PROVIDED RECORDS
------------------------------------------------------------
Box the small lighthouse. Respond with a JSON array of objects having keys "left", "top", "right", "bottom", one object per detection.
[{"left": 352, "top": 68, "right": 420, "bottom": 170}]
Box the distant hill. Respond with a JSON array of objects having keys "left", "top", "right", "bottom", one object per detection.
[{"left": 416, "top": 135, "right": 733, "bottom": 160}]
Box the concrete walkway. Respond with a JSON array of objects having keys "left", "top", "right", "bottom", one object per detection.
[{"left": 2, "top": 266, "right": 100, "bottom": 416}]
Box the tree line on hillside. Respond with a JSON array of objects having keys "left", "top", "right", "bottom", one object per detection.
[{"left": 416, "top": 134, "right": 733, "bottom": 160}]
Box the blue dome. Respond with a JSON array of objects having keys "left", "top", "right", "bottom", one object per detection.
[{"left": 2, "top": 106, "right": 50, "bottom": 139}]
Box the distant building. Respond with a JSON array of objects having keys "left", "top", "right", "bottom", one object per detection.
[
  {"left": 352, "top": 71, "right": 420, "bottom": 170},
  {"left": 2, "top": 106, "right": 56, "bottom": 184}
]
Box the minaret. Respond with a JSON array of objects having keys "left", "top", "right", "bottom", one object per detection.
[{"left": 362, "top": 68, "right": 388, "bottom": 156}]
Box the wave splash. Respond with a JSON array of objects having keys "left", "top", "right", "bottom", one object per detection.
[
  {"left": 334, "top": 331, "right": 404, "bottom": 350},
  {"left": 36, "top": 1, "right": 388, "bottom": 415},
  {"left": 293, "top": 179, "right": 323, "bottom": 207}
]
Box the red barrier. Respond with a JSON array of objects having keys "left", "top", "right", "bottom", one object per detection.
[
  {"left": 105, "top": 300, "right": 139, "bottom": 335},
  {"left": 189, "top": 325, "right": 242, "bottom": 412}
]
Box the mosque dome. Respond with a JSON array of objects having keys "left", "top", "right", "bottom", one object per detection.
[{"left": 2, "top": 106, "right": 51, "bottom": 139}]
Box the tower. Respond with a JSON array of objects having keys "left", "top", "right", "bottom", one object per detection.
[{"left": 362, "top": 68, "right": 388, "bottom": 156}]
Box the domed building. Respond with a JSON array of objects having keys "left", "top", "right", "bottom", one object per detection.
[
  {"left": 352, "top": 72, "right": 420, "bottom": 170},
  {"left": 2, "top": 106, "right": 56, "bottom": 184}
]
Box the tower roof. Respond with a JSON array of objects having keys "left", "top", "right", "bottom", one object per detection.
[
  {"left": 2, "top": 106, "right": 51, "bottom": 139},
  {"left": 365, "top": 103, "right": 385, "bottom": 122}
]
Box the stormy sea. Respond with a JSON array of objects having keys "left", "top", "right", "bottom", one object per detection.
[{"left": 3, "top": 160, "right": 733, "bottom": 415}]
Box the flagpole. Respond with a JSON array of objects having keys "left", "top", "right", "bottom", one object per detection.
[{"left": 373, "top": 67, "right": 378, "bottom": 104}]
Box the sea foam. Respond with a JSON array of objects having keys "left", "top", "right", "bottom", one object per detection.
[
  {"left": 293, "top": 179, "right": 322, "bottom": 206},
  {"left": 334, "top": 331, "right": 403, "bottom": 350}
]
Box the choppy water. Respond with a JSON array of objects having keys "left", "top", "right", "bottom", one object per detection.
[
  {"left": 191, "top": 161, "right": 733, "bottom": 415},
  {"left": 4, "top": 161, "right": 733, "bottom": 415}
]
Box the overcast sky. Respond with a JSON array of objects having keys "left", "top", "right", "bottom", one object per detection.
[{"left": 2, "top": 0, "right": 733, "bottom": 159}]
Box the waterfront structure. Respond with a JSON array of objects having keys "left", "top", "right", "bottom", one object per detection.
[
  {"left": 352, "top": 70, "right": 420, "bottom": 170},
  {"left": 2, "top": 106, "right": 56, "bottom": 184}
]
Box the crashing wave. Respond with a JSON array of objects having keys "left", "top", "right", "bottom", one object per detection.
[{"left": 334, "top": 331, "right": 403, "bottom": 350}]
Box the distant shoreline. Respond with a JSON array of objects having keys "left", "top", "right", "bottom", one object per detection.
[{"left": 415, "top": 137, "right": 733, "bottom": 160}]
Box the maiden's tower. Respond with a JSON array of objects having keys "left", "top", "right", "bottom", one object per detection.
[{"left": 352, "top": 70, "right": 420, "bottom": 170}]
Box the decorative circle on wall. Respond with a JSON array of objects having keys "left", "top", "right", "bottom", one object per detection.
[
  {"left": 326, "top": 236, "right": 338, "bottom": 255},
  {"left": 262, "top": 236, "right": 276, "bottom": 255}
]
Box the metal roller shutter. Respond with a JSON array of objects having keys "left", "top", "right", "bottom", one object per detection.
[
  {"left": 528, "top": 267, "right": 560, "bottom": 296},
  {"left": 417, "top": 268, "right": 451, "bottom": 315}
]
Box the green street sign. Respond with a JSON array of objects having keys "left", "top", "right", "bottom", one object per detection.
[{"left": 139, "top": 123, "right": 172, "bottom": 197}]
------------------------------------------------------------
STATED TASK
Show each line of the listing above that contains the word "wave", reproducing every such line in full.

WRITTEN ANSWER
Box the wave splash. Respond with a JSON array of objects having keys "left", "top", "right", "bottom", one object per detection.
Box the crashing wave. Respond with a JSON array of objects having keys "left", "top", "right", "bottom", one object per detection.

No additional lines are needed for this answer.